#### [What you are asked to do]
Copy out every line in the entries below that contains the word "blue".

— begin —

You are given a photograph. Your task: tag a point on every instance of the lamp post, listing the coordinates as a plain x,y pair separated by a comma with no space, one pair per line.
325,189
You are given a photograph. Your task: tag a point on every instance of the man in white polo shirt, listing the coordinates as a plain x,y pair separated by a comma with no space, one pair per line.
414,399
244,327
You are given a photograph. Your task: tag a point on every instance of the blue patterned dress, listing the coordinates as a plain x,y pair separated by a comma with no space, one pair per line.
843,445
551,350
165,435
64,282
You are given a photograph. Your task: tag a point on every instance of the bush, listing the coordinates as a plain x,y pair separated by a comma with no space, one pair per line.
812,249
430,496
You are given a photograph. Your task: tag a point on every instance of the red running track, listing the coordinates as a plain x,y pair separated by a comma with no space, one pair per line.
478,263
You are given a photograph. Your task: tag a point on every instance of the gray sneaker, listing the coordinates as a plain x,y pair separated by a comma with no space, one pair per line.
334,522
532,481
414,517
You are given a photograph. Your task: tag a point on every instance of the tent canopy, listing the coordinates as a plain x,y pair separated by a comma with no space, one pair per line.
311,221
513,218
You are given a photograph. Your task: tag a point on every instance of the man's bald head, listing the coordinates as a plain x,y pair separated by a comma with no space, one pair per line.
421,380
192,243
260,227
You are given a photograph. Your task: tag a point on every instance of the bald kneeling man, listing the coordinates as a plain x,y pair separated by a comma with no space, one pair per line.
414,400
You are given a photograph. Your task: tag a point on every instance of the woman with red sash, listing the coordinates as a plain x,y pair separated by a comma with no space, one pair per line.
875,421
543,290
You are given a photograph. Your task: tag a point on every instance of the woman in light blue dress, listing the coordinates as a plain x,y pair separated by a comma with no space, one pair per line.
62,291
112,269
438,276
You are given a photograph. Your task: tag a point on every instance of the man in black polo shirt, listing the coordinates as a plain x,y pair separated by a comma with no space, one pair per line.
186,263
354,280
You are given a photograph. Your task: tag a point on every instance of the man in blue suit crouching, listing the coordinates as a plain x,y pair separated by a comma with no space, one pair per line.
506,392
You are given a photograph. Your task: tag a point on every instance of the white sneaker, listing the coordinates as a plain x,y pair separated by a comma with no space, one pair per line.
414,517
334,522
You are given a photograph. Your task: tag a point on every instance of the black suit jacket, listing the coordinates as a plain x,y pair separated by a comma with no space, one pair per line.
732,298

— end —
— begin —

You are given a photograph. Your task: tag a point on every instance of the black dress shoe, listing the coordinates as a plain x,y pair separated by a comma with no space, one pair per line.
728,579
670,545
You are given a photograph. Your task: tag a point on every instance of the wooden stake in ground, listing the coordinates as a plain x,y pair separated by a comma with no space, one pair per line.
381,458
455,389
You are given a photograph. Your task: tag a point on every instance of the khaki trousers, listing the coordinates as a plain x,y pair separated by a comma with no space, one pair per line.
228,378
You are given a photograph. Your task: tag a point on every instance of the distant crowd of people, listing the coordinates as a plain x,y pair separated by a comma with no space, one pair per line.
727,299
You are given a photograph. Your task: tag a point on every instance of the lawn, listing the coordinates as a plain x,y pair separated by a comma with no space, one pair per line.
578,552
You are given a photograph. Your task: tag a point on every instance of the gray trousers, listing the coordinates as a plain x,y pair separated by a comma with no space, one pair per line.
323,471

— end —

#### [Answer to the exercise]
You are given a photograph. Your task: tag a point on every instance of the blue patterned dress, listing the coordinates as a plain x,y pair separated by a comma with no space, one pair per line.
You are given a photograph. Your task: tag a point on every instance of the woman in light blue dress, listing the coordinates as a plain x,y pair separated by a comma with no space, one pair per line.
You are given a photograph. Your task: tag a point on every instance of the man in blue suit crouching, listing the coordinates as a plain x,y pair separated by a comma with no space, one pair per line.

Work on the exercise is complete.